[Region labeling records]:
BEGIN
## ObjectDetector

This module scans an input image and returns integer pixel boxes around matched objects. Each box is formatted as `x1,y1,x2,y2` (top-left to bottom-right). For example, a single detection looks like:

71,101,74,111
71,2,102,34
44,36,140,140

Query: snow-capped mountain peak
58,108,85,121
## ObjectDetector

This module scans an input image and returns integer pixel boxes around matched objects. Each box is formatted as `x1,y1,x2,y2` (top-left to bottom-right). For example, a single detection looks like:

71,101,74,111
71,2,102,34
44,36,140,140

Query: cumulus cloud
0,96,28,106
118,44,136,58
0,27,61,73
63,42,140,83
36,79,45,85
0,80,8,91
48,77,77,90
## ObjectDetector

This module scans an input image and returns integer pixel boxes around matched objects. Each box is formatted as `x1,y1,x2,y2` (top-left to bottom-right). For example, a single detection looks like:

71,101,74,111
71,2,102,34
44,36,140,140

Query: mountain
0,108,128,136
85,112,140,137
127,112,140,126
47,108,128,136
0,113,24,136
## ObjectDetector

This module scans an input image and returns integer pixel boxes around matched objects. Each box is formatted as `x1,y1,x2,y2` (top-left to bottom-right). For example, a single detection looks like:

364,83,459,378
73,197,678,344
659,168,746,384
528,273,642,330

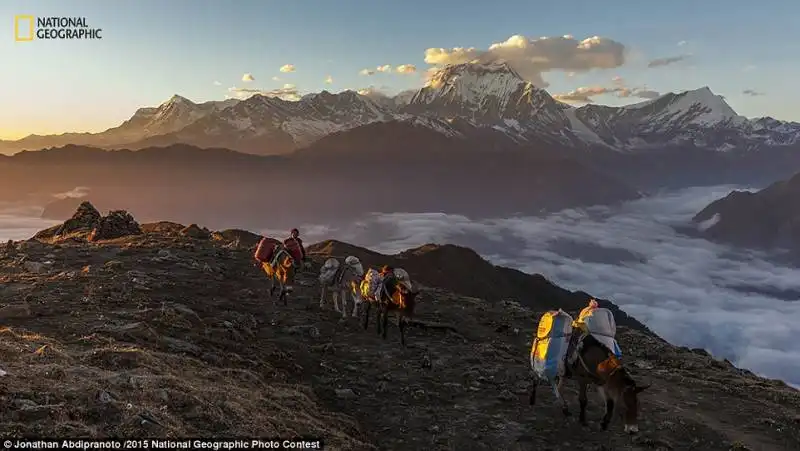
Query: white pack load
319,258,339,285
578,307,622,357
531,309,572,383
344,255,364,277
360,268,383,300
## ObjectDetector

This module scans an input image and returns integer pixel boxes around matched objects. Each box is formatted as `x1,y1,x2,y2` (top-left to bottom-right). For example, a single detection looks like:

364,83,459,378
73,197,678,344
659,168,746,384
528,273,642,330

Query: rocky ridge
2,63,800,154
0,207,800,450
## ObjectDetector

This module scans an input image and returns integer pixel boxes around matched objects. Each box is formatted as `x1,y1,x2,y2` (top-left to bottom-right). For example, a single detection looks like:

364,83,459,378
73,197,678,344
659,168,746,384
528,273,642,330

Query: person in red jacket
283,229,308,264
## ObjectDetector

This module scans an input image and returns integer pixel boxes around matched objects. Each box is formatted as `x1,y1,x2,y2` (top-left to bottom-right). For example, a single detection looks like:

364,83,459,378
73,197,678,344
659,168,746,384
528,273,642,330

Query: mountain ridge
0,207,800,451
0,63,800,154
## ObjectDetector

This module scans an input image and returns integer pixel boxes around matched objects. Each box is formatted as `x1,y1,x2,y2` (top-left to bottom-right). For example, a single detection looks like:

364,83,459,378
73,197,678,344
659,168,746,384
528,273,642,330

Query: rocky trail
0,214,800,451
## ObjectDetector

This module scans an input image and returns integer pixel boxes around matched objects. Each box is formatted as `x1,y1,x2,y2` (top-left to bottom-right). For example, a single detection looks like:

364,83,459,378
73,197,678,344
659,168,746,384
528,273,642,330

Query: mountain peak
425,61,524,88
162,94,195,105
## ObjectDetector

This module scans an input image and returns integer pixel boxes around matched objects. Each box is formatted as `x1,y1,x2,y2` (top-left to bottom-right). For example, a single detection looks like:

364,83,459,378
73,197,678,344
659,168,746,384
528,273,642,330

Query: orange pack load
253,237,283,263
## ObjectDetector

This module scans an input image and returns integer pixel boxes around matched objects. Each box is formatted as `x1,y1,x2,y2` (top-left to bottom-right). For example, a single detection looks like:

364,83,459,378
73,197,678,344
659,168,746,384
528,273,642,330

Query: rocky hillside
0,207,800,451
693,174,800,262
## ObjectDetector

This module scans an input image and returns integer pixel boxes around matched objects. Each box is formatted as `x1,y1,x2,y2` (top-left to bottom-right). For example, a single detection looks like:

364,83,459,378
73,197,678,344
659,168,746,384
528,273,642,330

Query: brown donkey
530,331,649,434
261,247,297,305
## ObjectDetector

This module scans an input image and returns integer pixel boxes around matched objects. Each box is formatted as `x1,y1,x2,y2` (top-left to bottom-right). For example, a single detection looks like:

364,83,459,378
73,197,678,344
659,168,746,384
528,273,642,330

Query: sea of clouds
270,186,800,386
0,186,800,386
END
BEGIN
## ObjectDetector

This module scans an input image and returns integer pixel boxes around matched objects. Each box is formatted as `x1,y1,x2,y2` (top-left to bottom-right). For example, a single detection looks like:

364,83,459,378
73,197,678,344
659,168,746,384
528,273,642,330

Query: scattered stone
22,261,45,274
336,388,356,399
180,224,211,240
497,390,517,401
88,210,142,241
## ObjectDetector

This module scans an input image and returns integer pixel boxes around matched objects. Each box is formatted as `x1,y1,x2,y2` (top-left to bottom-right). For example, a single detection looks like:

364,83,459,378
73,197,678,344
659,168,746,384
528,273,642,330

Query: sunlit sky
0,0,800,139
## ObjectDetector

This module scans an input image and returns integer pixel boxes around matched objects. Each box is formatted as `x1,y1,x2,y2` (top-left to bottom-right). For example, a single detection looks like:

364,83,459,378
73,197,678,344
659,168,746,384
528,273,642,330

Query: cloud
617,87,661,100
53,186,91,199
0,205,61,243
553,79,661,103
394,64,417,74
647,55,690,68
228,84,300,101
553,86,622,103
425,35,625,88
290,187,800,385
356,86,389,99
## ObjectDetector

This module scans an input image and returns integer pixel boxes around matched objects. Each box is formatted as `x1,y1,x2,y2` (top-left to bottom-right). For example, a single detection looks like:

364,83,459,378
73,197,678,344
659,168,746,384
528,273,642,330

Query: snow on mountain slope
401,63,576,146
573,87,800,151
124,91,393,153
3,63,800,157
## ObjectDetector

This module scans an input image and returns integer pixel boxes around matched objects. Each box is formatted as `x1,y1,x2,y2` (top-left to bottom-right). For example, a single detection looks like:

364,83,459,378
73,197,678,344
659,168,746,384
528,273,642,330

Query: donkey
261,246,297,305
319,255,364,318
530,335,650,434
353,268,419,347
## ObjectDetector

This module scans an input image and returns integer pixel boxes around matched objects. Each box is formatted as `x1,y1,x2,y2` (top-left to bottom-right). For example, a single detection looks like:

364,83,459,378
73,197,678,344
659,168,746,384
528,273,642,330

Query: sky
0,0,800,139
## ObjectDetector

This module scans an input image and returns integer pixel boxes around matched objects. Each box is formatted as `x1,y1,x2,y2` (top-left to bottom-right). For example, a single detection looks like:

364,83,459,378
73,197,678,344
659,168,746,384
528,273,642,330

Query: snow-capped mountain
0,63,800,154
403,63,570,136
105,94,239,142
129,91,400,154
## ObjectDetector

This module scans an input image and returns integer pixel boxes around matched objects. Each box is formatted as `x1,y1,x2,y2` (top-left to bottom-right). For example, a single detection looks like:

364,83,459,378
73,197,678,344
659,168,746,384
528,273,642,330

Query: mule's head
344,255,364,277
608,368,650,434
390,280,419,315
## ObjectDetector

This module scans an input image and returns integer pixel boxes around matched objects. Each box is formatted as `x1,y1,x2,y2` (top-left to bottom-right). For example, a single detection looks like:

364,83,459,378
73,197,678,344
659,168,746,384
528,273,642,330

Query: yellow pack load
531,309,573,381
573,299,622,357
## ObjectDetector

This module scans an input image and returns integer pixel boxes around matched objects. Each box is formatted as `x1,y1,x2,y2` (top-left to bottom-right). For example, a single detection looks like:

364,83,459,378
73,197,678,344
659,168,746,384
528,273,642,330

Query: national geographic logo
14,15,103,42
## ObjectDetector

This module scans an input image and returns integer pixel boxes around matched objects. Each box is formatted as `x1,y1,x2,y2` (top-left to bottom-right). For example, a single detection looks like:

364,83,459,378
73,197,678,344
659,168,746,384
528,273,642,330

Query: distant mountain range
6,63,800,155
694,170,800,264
END
[STATED GOAL]: Report every line in the records above that contains the string "mountain", copying each such line in full. Case counts when matching.

[COMPLETED EXERCISE]:
Query: snow-capped mountain peak
Query: mountain
Query: mountain ridge
Query: mountain peak
Query: snow on mountain slope
Query: snow-capped mountain
Query: distant mountain range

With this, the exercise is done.